Immunotherapy Combination Nivolumab Plus Ipilimumab Receives FDA Approval for Metastatic Melanoma

By Christina Pernambuco-Holsten,

Thursday, October 1, 2015

A doctor wearing a white lab coat writes on a white board with a marker.

The US Food and Drug Administration approved a combination immunotherapy treatment for people with metastatic melanoma. This means patients will now have access to the drug outside of clinical trials. MSK’s Jedd Wolchok created and tested the combination and lead the approval process.

  • The FDA has approved combination ipilimumab-nivolumab therapy for people with advanced melanoma.
  • This means patients now have access to the treatment.
  • It’s the first combination immunotherapy treatment approved by the FDA.
  • The combination shows remarkable results and extends patients’ lives.

Today, the US Food and Drug Administration (FDA) approved the immunotherapy combination nivolumab (Opdivo®) plus ipilimumab (Yervoy®) for use in patients with metastatic melanoma. This is the first-ever combination immunotherapy to receive approval by the FDA. To learn more, we spoke with Memorial Sloan Kettering medical oncologist and cancer immunologist Jedd Wolchok, the physician-scientist leading this work.

Extracted records

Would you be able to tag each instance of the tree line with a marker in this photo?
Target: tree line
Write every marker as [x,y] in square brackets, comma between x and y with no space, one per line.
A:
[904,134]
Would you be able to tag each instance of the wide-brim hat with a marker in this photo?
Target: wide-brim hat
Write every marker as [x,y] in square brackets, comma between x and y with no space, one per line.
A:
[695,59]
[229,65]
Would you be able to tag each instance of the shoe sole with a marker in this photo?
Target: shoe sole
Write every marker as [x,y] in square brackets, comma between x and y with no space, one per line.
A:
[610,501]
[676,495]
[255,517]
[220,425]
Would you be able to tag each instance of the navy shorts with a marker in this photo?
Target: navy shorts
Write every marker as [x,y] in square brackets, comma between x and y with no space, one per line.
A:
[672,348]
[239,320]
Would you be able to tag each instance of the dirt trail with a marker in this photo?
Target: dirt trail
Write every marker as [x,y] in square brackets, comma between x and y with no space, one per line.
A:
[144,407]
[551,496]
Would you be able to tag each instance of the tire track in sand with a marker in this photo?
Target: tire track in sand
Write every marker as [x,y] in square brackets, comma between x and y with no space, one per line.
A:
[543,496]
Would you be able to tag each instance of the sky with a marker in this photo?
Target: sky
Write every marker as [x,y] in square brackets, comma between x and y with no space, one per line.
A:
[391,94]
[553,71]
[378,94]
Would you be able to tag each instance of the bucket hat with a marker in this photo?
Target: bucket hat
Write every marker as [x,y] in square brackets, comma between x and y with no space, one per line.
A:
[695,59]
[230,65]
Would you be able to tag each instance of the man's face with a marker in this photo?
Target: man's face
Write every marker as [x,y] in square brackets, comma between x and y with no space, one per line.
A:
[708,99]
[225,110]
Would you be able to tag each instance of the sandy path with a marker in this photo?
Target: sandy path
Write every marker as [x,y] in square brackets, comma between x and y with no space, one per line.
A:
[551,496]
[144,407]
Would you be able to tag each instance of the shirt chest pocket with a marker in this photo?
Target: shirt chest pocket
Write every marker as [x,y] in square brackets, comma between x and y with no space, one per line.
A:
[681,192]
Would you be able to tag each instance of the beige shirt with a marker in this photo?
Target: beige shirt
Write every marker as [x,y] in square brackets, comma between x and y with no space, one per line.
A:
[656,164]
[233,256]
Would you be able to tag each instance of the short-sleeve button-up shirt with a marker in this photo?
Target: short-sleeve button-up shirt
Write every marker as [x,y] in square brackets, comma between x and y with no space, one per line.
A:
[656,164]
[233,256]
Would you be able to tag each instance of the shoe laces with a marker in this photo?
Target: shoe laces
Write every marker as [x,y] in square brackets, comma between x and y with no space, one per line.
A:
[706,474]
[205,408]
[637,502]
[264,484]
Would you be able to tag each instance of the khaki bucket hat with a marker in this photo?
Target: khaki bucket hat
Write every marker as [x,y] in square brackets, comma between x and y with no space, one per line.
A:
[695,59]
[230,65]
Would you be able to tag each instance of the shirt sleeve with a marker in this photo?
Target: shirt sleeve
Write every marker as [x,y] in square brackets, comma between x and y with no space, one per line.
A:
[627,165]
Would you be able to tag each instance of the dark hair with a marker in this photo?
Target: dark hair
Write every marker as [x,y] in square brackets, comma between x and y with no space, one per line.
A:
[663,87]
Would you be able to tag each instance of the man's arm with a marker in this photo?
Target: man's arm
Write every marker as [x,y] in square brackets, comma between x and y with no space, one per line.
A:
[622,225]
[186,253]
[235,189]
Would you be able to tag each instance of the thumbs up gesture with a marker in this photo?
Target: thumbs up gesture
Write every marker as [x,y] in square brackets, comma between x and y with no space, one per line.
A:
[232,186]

Tasks to complete
a: List every bullet point in the melanoma approval article.
b: From the melanoma approval article, reproduce word for word the part that opens with the words containing "Immunotherapy Combination Nivolumab Plus" and closes with "extends patients’ lives.".

Task answers
a:
- The FDA has approved combination ipilimumab-nivolumab therapy for people with advanced melanoma.
- This means patients now have access to the treatment.
- It’s the first combination immunotherapy treatment approved by the FDA.
- The combination shows remarkable results and extends patients’ lives.

b:
Immunotherapy Combination Nivolumab Plus Ipilimumab Receives FDA Approval for Metastatic Melanoma

By Christina Pernambuco-Holsten,

Thursday, October 1, 2015

A doctor wearing a white lab coat writes on a white board with a marker.

The US Food and Drug Administration approved a combination immunotherapy treatment for people with metastatic melanoma. This means patients will now have access to the drug outside of clinical trials. MSK’s Jedd Wolchok created and tested the combination and lead the approval process.

  • The FDA has approved combination ipilimumab-nivolumab therapy for people with advanced melanoma.
  • This means patients now have access to the treatment.
  • It’s the first combination immunotherapy treatment approved by the FDA.
  • The combination shows remarkable results and extends patients’ lives.